▶ [TEXT EXCERPT]
↓↓↓
Higher-Order Time Correlation Functions of White Noise?

[Opus_723]

Suppose I have Gaussian white noise, with the usual dirac-delta autocorrelation function,

<F1(t1)F2(t2)> = s²*d(t1-t2)*D12

Where s is the standard deviation of the Gaussian, little d is the delta function, and big D is the kronecker delta. For concreteness and to keep track of units, say F represents a force.

What is the 4th-order correlation of this same white noise?

<F(t1)F(t2)F(t3)F(t4)> = ?

My first guess, would be to simply let s² become 3s⁴ to capture the higher moment in the Gaussian distribution, and add a couple of dirac-deltas and kroneckers to make sure it's only nonzero when all t1,t2,t3,t4 are the same:

<F(t1)F(t2)F(t3)F(t4)> = 3s⁴*d(t1-t2)d(t2-t3)d(t3-t4)*D12*D23*D34

But this is, of course, wrong. We would need three dirac deltas to ensure that the result is nonzero only when all times are the same, but this introduces too many units of 1/time. It no longer makes any sense as a 4th-order correlation of forces. Somehow this must be accomplished with a different structure.

So what is the right way to do this? Do we need to specify additional properties of the white noise in order to calculate this?

 

[jasonRF]

First, the Kronecker delta is not needed for your autocorrelation function. The Dirac delta is all that you need.

Anyway, since your white noise is Gaussian, I would use a standard result from probability theory that if you have four zero-mean jointly-Gaussian random variables $x_1, x_2, x_3, x_4$, then
$$ \left\langle x_1 x_2 x_3 x_4 \right\rangle = \left\langle x_1 x_2\right\rangle \left\langle x_3 x_4\right\rangle + \left\langle x_1 x_3\right\rangle \left\langle x_2 x_4\right\rangle + \left\langle x_1 x_4\right\rangle \left\langle x_2 x_3\right\rangle $$

This can be derived using characteristic functions - it isn't a difficult derivation but it is messy.
↑↑↑
▶ [EXCERPTED RECORDS]
↓↓↓
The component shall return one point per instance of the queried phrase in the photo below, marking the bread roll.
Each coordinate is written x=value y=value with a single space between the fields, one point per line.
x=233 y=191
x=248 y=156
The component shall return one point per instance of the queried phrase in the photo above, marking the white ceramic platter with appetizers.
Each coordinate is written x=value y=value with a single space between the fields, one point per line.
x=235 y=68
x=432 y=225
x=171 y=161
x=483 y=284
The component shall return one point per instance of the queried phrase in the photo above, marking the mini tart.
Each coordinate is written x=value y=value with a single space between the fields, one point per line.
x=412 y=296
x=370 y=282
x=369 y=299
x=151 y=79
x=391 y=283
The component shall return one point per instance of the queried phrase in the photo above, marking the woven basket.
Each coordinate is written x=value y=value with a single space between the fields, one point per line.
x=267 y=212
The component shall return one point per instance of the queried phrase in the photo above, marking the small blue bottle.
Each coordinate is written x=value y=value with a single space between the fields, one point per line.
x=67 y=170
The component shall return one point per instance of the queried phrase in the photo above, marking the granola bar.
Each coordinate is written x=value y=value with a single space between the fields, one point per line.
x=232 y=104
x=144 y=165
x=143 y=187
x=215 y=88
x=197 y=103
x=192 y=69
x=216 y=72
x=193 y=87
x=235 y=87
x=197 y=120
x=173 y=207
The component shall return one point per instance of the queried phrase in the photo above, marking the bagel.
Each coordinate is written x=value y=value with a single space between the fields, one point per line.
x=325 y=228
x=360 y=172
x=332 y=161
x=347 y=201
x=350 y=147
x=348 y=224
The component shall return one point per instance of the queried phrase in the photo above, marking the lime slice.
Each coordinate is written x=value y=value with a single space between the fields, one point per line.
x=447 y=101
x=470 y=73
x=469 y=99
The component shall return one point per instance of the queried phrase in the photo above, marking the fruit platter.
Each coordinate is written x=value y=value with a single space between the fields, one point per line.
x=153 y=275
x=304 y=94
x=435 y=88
↑↑↑
▶ [TASKS FOR THIS EXERCISE]
1) Please quote the stretch of the white noise thread from "My first guess, would" through "a different structure.".
2) In the opening post of the white noise thread, which single-letter symbols are given a meaning? List each with what it stands for.
The data above come from a separate source.

▶ [IN RESPONSE]
1)
My first guess, would be to simply let s² become 3s⁴ to capture the higher moment in the Gaussian distribution, and add a couple of dirac-deltas and kroneckers to make sure it's only nonzero when all t1,t2,t3,t4 are the same:

<F(t1)F(t2)F(t3)F(t4)> = 3s⁴*d(t1-t2)d(t2-t3)d(t3-t4)*D12*D23*D34

But this is, of course, wrong. We would need three dirac deltas to ensure that the result is nonzero only when all times are the same, but this introduces too many units of 1/time. It no longer makes any sense as a 4th-order correlation of forces. Somehow this must be accomplished with a different structure.

2)
- s: the standard deviation of the Gaussian
- d: the delta function
- D: the Kronecker delta
- F: a force